◆ What you will do ◆
Among the entries below, extract exactly the lines that run from the one with "pixel 245 98" through the one with "Every instance of the gravel driveway", both ends included.
--- START ---
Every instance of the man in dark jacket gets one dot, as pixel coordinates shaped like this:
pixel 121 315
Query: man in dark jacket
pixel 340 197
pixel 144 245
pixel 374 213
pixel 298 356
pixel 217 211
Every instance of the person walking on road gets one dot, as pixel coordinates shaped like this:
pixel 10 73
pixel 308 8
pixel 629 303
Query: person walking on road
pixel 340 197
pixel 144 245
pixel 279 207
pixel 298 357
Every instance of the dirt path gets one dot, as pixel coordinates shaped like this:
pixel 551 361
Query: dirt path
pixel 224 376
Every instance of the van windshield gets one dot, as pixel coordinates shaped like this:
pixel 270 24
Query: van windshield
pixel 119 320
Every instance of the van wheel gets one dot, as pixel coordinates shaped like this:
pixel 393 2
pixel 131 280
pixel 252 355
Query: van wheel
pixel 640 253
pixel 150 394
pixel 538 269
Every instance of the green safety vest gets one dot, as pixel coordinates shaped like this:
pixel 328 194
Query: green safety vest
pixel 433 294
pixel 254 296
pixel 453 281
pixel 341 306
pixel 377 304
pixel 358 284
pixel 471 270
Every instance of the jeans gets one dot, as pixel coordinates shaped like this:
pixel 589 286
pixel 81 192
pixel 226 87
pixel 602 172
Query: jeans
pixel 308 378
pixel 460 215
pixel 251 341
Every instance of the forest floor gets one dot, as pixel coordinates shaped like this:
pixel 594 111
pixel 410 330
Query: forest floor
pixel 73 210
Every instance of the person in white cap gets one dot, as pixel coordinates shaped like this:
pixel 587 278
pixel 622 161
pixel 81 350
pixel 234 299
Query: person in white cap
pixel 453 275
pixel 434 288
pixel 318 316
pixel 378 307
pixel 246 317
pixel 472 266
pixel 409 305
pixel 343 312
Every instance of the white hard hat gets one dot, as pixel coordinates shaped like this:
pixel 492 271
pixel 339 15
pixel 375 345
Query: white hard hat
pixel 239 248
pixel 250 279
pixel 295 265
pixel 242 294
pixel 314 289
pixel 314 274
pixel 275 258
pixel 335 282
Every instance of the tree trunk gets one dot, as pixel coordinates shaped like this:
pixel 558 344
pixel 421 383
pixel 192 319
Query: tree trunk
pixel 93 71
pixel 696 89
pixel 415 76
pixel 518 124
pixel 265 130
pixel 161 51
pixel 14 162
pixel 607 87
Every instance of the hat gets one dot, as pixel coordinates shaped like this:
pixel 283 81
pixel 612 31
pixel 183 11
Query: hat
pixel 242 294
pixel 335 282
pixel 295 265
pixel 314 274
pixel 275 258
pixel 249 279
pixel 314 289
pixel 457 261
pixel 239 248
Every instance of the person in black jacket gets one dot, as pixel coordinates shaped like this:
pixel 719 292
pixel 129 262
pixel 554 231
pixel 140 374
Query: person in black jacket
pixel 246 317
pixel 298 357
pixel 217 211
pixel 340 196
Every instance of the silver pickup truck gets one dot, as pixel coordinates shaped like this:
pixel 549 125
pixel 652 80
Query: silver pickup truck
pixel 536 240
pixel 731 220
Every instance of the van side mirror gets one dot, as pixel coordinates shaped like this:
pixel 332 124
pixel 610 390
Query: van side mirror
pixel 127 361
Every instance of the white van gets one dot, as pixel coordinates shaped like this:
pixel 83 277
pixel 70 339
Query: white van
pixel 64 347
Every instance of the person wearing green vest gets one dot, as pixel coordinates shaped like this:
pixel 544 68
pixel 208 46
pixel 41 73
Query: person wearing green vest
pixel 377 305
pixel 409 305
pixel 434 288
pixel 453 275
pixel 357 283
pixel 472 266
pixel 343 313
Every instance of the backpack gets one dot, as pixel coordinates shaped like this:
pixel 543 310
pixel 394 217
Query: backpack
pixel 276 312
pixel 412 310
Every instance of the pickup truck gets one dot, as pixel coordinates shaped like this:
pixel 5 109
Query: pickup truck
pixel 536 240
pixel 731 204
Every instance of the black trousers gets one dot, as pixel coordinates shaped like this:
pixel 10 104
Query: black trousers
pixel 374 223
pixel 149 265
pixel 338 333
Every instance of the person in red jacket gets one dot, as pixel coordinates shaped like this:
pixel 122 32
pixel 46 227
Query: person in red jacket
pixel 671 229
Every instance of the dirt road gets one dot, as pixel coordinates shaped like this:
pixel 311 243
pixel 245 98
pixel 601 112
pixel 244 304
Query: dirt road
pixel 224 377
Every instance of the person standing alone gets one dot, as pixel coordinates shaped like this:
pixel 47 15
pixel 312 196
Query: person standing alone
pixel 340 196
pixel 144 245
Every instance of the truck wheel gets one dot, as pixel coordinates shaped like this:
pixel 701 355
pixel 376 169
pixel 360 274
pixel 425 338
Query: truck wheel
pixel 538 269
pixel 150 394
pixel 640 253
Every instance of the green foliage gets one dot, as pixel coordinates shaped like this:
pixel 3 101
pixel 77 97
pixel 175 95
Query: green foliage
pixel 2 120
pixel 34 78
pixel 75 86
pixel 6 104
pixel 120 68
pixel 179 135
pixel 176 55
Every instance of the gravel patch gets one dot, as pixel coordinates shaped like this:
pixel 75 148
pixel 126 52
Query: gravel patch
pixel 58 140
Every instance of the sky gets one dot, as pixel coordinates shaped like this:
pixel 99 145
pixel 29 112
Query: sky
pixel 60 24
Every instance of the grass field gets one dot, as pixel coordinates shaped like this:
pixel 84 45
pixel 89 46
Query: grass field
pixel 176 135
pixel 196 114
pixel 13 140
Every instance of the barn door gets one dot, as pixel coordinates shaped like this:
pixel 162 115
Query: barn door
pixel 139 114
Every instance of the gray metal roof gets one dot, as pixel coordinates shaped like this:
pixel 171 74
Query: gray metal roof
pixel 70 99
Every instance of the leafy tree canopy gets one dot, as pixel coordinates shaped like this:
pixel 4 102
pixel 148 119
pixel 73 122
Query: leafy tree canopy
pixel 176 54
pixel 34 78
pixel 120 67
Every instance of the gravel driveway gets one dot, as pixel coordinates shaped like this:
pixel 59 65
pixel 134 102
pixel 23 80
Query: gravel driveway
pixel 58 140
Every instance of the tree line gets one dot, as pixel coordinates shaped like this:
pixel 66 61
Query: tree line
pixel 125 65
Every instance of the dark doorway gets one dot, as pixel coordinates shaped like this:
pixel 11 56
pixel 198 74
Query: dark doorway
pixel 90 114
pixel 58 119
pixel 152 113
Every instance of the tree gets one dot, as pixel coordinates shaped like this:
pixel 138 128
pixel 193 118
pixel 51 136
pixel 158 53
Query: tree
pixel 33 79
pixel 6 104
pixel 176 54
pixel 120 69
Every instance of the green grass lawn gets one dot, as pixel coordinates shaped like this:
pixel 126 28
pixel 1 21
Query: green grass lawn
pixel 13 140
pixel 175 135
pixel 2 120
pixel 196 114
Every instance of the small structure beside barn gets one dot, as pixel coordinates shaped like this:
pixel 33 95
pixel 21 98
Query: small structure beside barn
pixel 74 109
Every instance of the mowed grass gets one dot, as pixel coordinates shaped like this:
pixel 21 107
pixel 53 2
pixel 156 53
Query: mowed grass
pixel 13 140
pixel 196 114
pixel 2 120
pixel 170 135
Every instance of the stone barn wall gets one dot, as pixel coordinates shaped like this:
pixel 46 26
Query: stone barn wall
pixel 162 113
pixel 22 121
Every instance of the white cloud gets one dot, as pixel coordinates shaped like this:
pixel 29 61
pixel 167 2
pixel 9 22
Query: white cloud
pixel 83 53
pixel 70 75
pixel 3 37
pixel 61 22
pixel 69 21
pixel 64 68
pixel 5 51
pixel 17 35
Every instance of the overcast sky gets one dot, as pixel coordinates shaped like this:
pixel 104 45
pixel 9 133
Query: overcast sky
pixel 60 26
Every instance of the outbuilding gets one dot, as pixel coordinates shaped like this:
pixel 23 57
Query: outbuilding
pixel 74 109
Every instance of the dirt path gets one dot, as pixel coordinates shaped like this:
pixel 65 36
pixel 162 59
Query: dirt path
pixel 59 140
--- END ---
--- START ---
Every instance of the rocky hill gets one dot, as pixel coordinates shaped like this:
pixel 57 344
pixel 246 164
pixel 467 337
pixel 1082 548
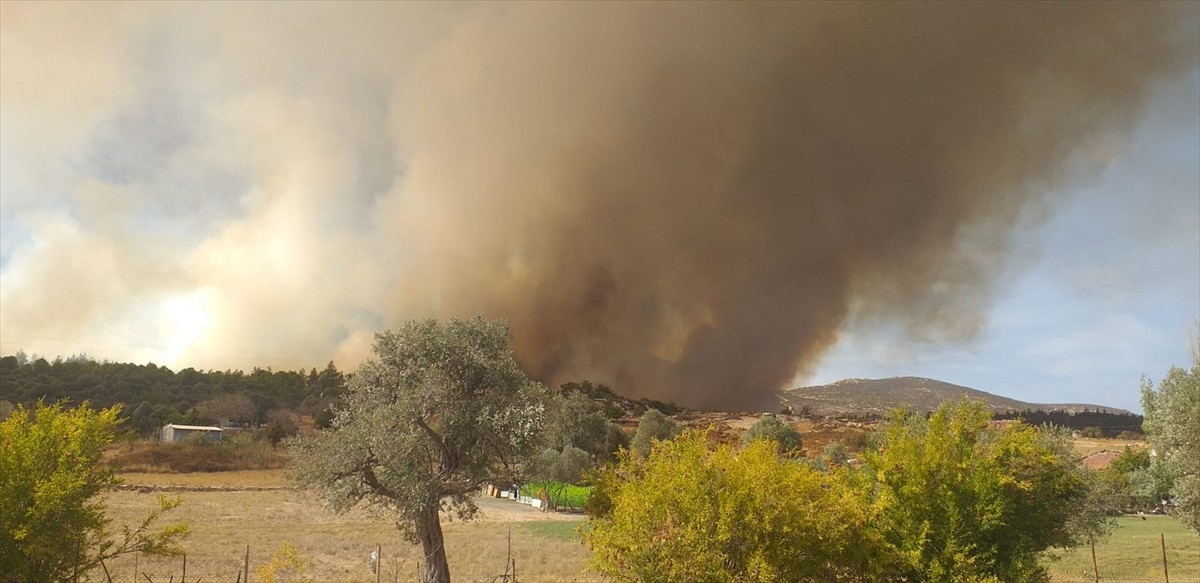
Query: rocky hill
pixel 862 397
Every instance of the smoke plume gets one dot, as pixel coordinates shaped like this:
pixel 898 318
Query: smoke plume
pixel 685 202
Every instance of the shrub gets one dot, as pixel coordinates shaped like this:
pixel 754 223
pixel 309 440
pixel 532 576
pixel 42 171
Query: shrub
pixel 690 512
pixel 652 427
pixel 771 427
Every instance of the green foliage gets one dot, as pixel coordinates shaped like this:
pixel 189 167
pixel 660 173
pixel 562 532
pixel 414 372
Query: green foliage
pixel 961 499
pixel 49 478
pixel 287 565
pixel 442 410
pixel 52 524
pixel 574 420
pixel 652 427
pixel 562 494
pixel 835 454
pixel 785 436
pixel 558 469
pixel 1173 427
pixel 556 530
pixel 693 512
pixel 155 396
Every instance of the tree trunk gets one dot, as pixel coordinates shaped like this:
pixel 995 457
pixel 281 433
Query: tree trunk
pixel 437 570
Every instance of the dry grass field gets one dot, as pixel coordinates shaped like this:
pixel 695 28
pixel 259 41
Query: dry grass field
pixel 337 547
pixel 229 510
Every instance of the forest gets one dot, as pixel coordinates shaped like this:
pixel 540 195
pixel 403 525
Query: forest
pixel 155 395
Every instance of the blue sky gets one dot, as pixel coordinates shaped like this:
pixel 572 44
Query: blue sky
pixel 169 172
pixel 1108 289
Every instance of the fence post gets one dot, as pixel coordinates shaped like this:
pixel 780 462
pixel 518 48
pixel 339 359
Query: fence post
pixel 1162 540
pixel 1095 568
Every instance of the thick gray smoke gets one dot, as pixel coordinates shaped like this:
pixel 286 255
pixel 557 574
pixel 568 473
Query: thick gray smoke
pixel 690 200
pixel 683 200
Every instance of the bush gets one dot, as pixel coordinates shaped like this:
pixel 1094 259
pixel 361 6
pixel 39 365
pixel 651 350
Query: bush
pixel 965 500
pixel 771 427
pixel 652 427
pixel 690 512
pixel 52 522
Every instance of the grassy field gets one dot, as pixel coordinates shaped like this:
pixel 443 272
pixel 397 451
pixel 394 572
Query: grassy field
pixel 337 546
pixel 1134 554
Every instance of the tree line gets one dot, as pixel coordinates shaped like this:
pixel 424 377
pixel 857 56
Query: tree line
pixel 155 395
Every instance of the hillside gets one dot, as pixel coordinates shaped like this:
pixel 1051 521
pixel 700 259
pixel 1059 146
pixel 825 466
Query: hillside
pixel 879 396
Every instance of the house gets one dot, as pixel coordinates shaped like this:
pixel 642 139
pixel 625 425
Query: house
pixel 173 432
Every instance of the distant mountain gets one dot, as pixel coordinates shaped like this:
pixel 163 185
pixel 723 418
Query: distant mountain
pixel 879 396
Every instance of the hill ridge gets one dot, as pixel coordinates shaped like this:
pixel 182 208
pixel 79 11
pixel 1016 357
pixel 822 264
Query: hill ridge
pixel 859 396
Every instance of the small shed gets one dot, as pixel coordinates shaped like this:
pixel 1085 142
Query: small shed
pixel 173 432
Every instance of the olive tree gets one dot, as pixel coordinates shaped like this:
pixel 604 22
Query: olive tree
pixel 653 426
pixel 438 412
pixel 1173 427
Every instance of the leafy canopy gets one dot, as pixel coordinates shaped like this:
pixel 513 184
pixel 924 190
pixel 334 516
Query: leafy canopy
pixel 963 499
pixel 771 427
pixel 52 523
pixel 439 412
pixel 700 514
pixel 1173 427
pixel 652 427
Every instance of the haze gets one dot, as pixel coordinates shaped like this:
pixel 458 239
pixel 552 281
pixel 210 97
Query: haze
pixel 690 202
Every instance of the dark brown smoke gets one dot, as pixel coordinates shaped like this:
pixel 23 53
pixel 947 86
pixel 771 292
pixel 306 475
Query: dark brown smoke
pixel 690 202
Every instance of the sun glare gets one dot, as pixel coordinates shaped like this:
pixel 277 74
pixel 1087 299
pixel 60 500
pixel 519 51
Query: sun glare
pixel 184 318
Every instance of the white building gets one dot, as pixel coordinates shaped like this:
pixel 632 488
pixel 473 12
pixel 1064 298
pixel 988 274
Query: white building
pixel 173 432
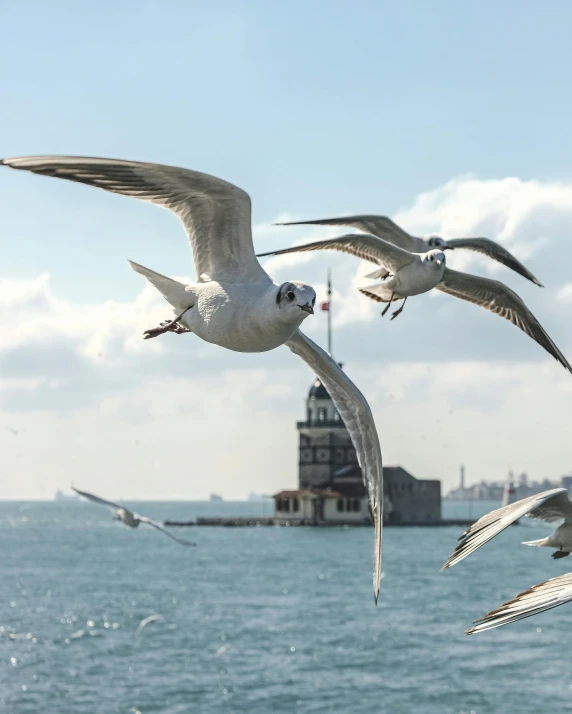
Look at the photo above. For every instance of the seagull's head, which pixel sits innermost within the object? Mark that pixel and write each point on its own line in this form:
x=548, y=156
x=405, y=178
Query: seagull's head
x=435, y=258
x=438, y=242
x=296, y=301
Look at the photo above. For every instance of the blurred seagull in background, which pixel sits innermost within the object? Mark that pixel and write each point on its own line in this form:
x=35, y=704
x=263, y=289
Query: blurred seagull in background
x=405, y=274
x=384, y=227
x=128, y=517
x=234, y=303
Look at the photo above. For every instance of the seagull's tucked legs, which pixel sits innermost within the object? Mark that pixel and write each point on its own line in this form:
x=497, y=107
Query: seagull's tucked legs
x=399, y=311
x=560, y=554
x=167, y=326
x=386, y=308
--- END ---
--- START ---
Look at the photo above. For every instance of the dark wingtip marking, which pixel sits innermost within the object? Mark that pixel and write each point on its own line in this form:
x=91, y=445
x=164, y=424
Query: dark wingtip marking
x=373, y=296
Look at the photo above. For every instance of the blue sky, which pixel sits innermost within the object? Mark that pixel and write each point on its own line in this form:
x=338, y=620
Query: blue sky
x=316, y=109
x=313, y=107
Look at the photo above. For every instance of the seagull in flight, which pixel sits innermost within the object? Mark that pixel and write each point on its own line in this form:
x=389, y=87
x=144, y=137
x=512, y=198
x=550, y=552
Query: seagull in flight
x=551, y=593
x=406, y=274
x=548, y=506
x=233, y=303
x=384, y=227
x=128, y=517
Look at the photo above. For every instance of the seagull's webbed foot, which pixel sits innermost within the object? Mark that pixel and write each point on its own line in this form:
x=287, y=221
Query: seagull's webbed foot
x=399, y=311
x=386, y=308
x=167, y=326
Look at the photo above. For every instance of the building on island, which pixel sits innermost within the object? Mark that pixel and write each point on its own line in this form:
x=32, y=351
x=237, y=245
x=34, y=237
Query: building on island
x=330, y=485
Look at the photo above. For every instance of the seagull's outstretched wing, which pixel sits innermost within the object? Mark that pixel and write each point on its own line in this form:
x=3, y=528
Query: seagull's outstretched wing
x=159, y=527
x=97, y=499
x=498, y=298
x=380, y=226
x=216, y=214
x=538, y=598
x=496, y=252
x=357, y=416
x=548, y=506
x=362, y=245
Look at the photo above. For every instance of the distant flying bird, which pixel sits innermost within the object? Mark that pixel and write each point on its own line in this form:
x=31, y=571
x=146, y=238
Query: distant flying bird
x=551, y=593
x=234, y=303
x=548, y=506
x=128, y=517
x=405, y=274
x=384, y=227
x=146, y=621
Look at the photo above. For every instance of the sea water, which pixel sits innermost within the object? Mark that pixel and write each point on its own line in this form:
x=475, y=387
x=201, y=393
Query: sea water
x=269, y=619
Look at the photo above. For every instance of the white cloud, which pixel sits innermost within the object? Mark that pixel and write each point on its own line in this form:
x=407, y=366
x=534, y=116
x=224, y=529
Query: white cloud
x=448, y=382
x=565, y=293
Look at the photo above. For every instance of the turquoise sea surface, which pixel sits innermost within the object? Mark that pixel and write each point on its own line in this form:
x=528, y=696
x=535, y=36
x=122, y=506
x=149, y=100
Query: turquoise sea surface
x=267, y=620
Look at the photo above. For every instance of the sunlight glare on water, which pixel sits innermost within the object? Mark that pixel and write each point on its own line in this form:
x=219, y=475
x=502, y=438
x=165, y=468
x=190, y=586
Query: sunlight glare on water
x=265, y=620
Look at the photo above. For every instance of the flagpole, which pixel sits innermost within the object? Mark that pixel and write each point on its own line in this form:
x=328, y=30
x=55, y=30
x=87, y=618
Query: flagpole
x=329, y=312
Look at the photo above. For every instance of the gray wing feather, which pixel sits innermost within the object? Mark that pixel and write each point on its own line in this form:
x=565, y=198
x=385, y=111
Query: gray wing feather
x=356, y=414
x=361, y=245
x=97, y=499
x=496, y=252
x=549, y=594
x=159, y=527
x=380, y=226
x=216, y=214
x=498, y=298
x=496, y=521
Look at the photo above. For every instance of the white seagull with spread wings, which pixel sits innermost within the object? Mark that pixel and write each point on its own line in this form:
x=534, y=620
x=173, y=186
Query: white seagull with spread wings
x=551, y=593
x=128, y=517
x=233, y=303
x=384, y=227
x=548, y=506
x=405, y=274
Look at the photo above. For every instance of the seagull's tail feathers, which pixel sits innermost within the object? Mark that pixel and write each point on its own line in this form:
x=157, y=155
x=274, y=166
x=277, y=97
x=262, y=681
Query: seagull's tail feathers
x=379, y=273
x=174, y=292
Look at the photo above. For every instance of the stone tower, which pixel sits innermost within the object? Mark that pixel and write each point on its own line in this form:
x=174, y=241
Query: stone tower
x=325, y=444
--- END ---
◆ Solution to the exercise ◆
pixel 245 98
pixel 601 112
pixel 244 304
Query: dirt road
pixel 224 377
Every instance of the person standing alone gets one dot, as pixel coordinates shaped like this:
pixel 47 15
pixel 312 196
Query: person standing alone
pixel 340 196
pixel 144 245
Every instance of the truck wheel gets one dot, as pixel coordinates shaped like this:
pixel 701 355
pixel 376 169
pixel 360 274
pixel 425 338
Query: truck wheel
pixel 538 269
pixel 150 394
pixel 640 253
Every instance of the green foliage gets one dot, as pixel coordinates shaped like this:
pixel 3 101
pixel 77 97
pixel 175 95
Query: green foliage
pixel 2 120
pixel 34 78
pixel 75 86
pixel 6 104
pixel 120 68
pixel 179 135
pixel 176 55
Every instance of the gravel patch gets one dot, as pixel coordinates shaped like this:
pixel 75 148
pixel 126 52
Query: gravel patch
pixel 58 140
Every instance of the sky gets one dot, as pixel coordinates shaped like this:
pixel 99 145
pixel 29 112
Query: sky
pixel 60 24
Every instance of the grass field gets one dot, as pixel coordinates shaped like this:
pixel 84 45
pixel 89 46
Query: grass field
pixel 176 135
pixel 196 114
pixel 13 140
Every instance of the barn door gets one dot, as pixel coordinates shaped like this:
pixel 162 115
Query: barn door
pixel 139 114
Every instance of the gray metal roof gets one dot, as pixel coordinates shaped like this:
pixel 171 74
Query: gray metal roof
pixel 70 99
Every instance of the leafy tree canopy gets one dot, as pixel coordinates shaped like this:
pixel 4 102
pixel 148 119
pixel 73 122
Query: leafy tree canopy
pixel 176 54
pixel 34 78
pixel 120 67
Every instance of the gravel driveway gets one dot, as pixel coordinates shaped like this:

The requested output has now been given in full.